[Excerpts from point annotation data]
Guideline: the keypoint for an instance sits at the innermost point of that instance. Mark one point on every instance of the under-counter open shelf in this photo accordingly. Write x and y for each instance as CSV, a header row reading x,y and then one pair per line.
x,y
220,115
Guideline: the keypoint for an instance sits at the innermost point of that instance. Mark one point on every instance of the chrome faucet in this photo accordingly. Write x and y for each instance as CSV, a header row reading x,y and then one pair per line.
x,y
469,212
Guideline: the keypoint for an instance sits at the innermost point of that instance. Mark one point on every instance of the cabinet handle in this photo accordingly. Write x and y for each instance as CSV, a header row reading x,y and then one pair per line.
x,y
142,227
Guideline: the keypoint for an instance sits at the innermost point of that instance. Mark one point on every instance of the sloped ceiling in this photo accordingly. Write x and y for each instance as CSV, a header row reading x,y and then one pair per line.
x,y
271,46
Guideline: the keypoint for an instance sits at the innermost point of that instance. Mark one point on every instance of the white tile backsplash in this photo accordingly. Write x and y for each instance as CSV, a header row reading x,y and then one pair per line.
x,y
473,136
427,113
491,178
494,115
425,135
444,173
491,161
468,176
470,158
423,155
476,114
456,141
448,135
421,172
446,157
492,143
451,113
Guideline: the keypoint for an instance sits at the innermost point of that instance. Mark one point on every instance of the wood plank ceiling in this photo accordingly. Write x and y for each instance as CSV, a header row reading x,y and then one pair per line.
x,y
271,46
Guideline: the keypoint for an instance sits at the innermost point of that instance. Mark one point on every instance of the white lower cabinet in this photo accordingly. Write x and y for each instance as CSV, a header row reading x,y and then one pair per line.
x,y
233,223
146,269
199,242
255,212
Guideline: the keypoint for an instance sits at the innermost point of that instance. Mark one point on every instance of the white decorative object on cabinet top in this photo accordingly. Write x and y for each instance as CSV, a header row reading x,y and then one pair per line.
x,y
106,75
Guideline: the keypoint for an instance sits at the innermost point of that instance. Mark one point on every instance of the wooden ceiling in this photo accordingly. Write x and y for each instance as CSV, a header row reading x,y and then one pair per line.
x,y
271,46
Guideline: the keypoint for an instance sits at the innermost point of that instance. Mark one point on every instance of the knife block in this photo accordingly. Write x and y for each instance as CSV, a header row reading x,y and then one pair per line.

| What you will do |
Arrange every line of the data above as a numbered list, one line per item, and leave out any blank lines.

| Output for this exercise |
1. Guideline: the keypoint for an instance sits at the innermost point of that instance. Mark one point on every instance of the under-counter open shelf in this photo accordingly. Write x and y for each instance as CSV, a header row reading x,y and then one pair per line.
2. x,y
3. 220,115
4. Guideline: the keypoint for an instance sits at the innermost point of that instance. Mark one point on every instance of the chrome faucet in this photo accordingly. Write x and y for each instance as CSV, a header row reading x,y and then one pair per line.
5. x,y
6. 469,212
7. Guideline: the keypoint for an instance sits at the innermost point of that instance. Mark one point on every instance of the cabinet handle in this photo accordingly. Write x and y for each instance as CSV, a header row reading x,y and then one pair per line.
8. x,y
9. 142,227
10. Guideline: the keypoint for an instance sits at the innermost point of that instance. Mark one point on every instance of the sloped ceiling in this photo accordingly. Write x and y for each instance as CSV, a header row reading x,y and then one pair per line.
11. x,y
12. 271,46
13. Guideline: the keypoint for an instance sits at the innermost point of that instance. Mark one point on every instance of the white tile backsplash in this photo accordingly. Write x and y for each instance as CSV, a header row reading x,y and then one pair per line.
14. x,y
15. 473,136
16. 427,113
17. 491,178
18. 494,115
19. 425,135
20. 444,173
21. 491,161
22. 468,176
23. 470,158
24. 423,155
25. 476,114
26. 456,141
27. 448,135
28. 421,172
29. 446,157
30. 492,143
31. 451,113
32. Guideline: the keypoint for an instance sits at the innermost point of that instance. Mark one point on every instance of the wood plank ceiling in this photo accordingly. Write x and y for each instance as CSV, a header row reading x,y and then one pair per line.
33. x,y
34. 271,46
35. Guideline: the keypoint for an instance sits at the innermost point of that instance. Mark one point on every instance of the white lower cabinet in this photo accordingly. Write x and y for each instance as CSV, a header row reading x,y and then one pair per line.
36. x,y
37. 233,223
38. 146,269
39. 199,242
40. 255,212
41. Guideline: the keypoint for an instance sits at the innermost point of that instance. Mark one point on every instance of the white decorative object on cabinet top in this photo accordingly. Write x and y for each instance as CSV, a header row reading x,y and then one pair per line.
42. x,y
43. 106,75
44. Guideline: the keypoint for an instance sits at the innermost point of that instance. Mark one point on every instance of the wooden ceiling in this photo accordingly. Write x and y for each instance as CSV, a header row reading x,y and then one pair per line.
45. x,y
46. 271,46
47. Guideline: the keypoint for an instance sits at the innermost point of that instance. Mark one point on every instance of the knife block in this photo accordingly. Write x and y for each instance as CSV, a header row reading x,y and then one pair per line.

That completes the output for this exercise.